- **Supplied passage**
☆ ☆ ☆ ☆

Aug. 2017 – Vol. 19, No. 8 The Employer E-Letter: Labor and Employment Law News from the Duluth,MN law firm of Hanft Fride, A Professional Association

This Month’s Topics:

  • TRUMP’S DEPARTMENT OF LABOR NOT TO SUPPORT SALARY LEVEL
  • RACIAL BARBS ON PICKET LINE DID NOT CREATE A HOSTILE WORK ENVIRONMENT
  • WHISTLEBLOWER STANDARDS
  • Reasonable Explanation Required of Denial
  • Tip Of The Month

Trump’S Department of Labor Not to Support Salary Level

Prior to the end of the Obama Administration, an appeal was filed with the Fifth Circuit Court of Appeals to overturn the district court injunction, involving the increase in the minimum salary from $23,660 to $47,476 for exempt salaried employees.  The lower court had ruled that the Department of Labor had exceeded its delegated authority and ignored Congress’s intent as the broad purpose of the statute was to exempt persons from overtime that engaged in certain activities without regard to any minimum salary.  In a somewhat strange appeal, the Trump administration is asking the Fifth Circuit to affirm its authority to use some minimum salary level, without seeking to reinstate the specific salary set in 2016.  The Administration also suggests that it will conduct new rulemaking to determine what the salary level should be, but the Fifth Circuit may go many different directions in the appeal.  In the interim, however, the lower salary level continues to apply.

☆ ☆ ☆ ☆

[Pointing dataset entries]

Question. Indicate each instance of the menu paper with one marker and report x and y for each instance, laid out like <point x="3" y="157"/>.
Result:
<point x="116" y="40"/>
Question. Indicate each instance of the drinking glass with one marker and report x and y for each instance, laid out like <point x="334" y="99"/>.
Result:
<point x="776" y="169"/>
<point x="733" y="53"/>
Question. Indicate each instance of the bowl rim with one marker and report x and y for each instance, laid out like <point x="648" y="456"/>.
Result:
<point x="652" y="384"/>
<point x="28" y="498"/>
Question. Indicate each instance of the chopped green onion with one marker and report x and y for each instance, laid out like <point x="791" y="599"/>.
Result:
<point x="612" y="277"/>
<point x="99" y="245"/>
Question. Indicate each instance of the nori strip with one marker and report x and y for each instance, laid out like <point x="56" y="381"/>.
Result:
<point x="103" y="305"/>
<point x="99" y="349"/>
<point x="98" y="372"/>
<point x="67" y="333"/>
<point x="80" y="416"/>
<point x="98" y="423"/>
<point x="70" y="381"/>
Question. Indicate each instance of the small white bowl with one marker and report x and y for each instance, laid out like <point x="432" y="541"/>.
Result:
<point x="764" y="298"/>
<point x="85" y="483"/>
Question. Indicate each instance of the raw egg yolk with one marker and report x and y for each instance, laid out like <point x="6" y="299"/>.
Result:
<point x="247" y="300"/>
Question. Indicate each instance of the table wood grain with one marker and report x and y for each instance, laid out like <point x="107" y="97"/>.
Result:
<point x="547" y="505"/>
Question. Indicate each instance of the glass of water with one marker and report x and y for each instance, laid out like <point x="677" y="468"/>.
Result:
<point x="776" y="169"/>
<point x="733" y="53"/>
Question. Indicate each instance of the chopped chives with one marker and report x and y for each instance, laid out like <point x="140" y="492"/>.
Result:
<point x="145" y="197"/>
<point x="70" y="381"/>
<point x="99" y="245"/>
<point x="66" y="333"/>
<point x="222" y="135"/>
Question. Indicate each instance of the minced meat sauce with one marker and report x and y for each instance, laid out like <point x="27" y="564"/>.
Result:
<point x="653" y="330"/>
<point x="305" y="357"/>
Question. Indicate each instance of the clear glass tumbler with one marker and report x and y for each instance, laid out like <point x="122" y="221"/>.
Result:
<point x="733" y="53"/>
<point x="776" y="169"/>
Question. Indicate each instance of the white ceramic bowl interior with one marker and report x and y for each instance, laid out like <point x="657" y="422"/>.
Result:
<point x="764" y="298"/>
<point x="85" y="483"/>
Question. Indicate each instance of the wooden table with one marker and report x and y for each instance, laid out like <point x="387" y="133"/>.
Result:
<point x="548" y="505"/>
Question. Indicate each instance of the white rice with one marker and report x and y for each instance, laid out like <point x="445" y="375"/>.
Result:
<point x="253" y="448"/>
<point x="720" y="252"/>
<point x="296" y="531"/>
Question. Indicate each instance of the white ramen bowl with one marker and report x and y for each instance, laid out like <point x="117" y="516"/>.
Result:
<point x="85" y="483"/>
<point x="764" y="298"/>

☆ ☆ ☆ ☆

- **Exercises to complete**
A. Answer these questions about the employment law newsletter:
(i) What volume and number is this issue?
(ii) To what amount was the minimum salary for exempt salaried employees to be raised?
(iii) With which court was the appeal of the district court injunction filed?
B. Reproduce the entries from the line containing "Question. Indicate each instance of the white ceramic" through the end of the entries, inclusive. Offset every x and y coordinate in the answers by adding 53.

- **Task-by-task solutions**
A.
(i) Vol. 19, No. 8
(ii) $47,476
(iii) The Fifth Circuit Court of Appeals

B.
Question. Indicate each instance of the white ceramic bowl interior with one marker and report x and y for each instance, laid out like <point x="657" y="422"/>.
Result:
<point x="817" y="351"/>
<point x="138" y="536"/>
Question. Indicate each instance of the wooden table with one marker and report x and y for each instance, laid out like <point x="387" y="133"/>.
Result:
<point x="601" y="558"/>
Question. Indicate each instance of the white rice with one marker and report x and y for each instance, laid out like <point x="445" y="375"/>.
Result:
<point x="306" y="501"/>
<point x="773" y="305"/>
<point x="349" y="584"/>
Question. Indicate each instance of the white ramen bowl with one marker and report x and y for each instance, laid out like <point x="117" y="516"/>.
Result:
<point x="138" y="536"/>
<point x="817" y="351"/>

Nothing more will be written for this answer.